Synthetic was formerly named glhf.chat. You may still find references to glhf in the codebase.

Start the backends

docker compose up --detach

First-time setup

Currently, the canonical keys are stored in Azure Key Vault. Someone will need to grant you access.

Then install the Azure CLI, and run:

# Make sure you're logged into the correct Azure account on the CLI
az login --allow-no-subscriptions --use-device-code

# Install packages
npm install

# Set up your .env file. You can run this again in the future if new secrets or
# environment variables get added.
npm run sync-dotenv

First-time setup: Migrations

npx tsx ./scripts/migrate.ts

First-time setup: Enable local HTTPS

# MacOS
brew install mkcert

# Linux & other OS:
# https://github.com/FiloSottile/mkcert?tab=readme-ov-file#linux

# Add mkcert local Root CA to local trusted CA store.

• DATA EXCERPT
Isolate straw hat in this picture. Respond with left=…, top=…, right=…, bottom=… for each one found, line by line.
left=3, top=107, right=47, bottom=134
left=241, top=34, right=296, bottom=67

• AIM
Extend the Synthetic developer setup instructions, starting after their final line.

• TASK ANSWER
mkcert -install

# Generate and sign certificates
cd certs
mkcert localhost
tip

If you are accessing the dev instance from a different URL, replace localhost with the correct hostname and either rename your certs to localhost*.pem or edit server.ts.

Run the dev server

npm run dev

# In another terminal session
# This enqueues jobs to turn down GPU clusters that are idle, to save money.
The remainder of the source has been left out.